- _Short task_:
Update everything from the line containing "Q: Please detect the woman's" down to the line containing "[131,50,219,163]" by changing "smile" to "face", keeping everything else unchanged.

- _Data supplied_:
++++++++
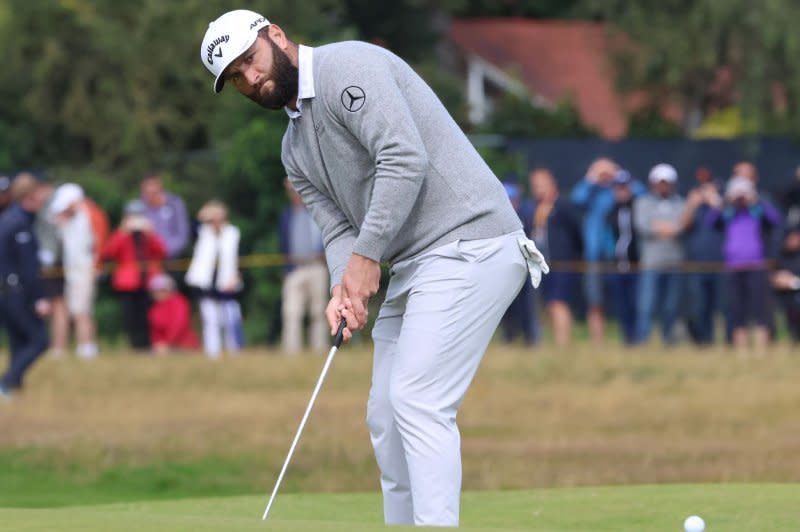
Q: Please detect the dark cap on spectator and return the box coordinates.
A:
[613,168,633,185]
++++++++
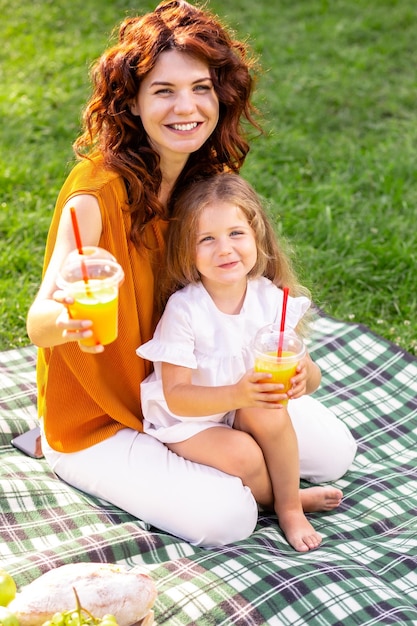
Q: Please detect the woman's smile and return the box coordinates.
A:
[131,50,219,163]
++++++++
- _Answer below_:
Q: Please detect the woman's face and return the box coordinates.
A:
[131,50,219,163]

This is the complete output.